**Instruction:** Rewrite the data as a JSON list of strings, one string per line, starting from the line with "Wildlife-survey input: mark every instance of the cart" up to and including the line with "point(209, 257)", leaving out blank lines.

**Input material:**
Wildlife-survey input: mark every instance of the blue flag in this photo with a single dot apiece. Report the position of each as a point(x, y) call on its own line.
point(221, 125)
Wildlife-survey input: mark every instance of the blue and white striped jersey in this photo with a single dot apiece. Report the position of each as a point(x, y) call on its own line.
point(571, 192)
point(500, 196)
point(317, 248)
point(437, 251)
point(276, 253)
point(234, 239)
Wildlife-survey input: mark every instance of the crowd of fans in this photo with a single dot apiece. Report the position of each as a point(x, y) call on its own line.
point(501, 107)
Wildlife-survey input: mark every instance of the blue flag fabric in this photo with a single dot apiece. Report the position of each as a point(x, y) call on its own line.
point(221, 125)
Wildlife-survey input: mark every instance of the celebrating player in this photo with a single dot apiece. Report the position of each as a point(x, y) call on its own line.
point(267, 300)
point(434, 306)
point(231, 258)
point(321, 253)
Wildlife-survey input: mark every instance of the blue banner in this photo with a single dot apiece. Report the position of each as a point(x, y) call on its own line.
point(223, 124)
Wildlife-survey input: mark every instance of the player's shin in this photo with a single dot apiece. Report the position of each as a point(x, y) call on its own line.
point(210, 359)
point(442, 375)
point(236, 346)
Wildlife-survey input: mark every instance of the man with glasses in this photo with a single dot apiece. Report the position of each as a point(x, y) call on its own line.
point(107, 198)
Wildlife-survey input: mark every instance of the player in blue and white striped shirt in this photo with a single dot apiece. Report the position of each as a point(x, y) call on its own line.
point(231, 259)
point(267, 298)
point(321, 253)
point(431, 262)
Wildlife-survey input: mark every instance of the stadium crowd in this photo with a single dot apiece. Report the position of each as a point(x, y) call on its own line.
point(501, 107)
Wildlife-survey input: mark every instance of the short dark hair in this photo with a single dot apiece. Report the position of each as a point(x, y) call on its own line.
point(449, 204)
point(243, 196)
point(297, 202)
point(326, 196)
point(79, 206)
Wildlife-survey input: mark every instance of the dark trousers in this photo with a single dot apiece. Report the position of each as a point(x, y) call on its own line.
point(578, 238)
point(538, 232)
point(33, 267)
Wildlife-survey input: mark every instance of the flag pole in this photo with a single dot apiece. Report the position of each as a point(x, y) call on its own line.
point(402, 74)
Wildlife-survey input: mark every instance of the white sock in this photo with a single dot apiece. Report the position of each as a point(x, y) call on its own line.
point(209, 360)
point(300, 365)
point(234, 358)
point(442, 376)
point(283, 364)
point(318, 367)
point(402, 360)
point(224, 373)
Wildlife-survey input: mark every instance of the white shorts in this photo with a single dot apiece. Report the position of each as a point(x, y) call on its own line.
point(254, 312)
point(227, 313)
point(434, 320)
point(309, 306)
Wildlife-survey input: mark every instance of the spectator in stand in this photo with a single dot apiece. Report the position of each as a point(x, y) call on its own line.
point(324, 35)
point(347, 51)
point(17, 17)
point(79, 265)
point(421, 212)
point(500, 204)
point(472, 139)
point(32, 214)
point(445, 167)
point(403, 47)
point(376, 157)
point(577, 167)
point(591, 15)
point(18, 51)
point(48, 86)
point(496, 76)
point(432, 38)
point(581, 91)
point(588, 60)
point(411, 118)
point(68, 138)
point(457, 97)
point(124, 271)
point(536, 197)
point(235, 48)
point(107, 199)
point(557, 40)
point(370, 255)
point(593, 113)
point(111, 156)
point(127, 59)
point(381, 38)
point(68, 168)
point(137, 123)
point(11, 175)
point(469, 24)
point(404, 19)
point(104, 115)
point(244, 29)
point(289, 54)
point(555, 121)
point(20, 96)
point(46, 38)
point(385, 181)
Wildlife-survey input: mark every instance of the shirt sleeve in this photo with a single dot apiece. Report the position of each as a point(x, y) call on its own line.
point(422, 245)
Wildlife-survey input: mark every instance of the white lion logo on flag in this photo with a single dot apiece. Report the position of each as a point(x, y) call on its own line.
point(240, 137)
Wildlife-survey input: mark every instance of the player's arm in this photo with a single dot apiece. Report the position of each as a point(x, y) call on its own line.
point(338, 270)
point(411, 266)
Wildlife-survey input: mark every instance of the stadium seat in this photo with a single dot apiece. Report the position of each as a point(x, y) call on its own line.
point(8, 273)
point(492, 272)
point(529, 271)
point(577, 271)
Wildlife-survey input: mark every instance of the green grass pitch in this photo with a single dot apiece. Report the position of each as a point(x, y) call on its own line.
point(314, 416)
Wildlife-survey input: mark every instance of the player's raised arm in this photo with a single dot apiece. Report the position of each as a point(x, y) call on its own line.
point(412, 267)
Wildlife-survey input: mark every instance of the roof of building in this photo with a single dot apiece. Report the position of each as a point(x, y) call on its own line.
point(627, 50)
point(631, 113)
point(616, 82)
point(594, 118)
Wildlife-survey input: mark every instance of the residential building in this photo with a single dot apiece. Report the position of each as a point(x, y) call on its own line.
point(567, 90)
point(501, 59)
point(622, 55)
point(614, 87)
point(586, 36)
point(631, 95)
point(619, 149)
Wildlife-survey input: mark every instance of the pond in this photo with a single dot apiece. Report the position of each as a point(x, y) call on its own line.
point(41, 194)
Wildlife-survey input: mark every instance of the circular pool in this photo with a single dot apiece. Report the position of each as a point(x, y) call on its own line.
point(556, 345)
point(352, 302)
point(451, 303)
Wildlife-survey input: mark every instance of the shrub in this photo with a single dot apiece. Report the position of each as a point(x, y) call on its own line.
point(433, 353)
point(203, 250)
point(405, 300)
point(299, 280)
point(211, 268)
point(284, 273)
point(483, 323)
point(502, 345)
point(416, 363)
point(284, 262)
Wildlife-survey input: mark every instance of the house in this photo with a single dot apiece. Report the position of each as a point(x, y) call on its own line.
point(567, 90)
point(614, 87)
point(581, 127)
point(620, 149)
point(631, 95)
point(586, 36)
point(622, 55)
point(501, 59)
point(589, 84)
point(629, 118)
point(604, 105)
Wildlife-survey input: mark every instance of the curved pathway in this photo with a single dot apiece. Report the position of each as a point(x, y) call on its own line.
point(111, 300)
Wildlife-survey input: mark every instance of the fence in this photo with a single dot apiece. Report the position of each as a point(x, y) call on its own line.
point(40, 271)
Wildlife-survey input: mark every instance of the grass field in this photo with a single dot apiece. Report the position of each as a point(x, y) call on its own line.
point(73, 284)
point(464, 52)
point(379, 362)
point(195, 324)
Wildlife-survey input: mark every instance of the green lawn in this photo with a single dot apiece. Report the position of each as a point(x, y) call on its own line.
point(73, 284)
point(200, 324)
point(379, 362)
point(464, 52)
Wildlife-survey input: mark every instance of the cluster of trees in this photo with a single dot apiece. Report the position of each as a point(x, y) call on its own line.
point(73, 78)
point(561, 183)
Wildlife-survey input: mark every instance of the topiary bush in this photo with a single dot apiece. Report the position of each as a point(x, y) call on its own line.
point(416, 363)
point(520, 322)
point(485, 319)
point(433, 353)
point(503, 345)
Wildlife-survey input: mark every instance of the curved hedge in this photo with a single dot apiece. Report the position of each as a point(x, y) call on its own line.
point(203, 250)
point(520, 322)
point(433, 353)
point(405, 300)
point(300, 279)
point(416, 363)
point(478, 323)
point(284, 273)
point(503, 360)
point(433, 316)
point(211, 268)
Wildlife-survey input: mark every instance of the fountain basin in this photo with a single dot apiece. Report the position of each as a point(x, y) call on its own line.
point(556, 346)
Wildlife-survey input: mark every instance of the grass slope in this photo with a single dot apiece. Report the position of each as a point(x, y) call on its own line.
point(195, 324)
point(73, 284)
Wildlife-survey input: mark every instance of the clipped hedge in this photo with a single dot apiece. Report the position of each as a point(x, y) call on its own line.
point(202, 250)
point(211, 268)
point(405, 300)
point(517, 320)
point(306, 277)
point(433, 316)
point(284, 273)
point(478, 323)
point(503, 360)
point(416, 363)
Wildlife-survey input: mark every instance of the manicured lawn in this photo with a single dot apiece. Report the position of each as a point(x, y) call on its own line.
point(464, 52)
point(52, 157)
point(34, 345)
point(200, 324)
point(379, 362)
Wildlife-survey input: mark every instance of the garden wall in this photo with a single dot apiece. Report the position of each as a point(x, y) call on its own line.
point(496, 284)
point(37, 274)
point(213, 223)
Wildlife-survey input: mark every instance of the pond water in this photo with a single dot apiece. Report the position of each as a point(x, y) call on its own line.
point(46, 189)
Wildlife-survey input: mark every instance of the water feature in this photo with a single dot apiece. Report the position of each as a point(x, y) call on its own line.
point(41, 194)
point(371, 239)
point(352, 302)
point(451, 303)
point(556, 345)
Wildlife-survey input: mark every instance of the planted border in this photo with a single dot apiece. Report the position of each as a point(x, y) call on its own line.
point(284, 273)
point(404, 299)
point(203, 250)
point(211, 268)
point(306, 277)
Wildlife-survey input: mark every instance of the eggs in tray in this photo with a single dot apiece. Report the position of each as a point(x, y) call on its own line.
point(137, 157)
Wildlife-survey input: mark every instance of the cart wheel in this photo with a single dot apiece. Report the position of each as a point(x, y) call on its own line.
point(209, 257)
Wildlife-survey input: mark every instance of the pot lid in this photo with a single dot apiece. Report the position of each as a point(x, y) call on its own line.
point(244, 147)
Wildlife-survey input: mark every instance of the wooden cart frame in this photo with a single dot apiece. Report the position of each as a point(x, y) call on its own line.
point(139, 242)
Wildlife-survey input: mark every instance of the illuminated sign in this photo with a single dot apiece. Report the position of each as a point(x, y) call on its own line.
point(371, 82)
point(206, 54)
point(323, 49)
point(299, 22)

**Response to the task:**
[
  "Wildlife-survey input: mark every instance of the cart wheel in this photo with a single dot apiece. Report the position of each as a point(x, y) call on its own line.",
  "point(209, 257)"
]